'''

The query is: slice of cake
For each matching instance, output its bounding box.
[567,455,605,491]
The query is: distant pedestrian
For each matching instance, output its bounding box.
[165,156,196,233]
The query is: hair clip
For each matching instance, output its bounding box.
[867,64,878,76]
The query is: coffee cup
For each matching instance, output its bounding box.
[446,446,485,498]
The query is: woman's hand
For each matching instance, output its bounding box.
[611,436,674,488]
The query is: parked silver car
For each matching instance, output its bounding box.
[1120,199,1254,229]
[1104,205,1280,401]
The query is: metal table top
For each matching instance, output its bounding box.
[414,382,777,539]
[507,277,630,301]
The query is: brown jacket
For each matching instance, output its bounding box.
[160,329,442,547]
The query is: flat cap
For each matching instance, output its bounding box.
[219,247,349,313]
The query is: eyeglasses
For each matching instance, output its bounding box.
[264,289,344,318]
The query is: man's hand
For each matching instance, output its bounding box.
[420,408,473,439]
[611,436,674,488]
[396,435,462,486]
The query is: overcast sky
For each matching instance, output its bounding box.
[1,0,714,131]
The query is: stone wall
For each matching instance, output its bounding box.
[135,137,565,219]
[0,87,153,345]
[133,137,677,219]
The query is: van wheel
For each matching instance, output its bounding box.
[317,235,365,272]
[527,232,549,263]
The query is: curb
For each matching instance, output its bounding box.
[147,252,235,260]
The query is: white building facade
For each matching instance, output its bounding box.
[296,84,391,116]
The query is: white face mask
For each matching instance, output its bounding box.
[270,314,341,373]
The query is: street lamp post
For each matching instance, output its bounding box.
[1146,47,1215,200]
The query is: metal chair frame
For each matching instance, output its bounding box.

'''

Scan the listing above. Collect all lines with the word "hand".

= WRITTEN RESPONSE =
The query is: woman's hand
The query is: man's hand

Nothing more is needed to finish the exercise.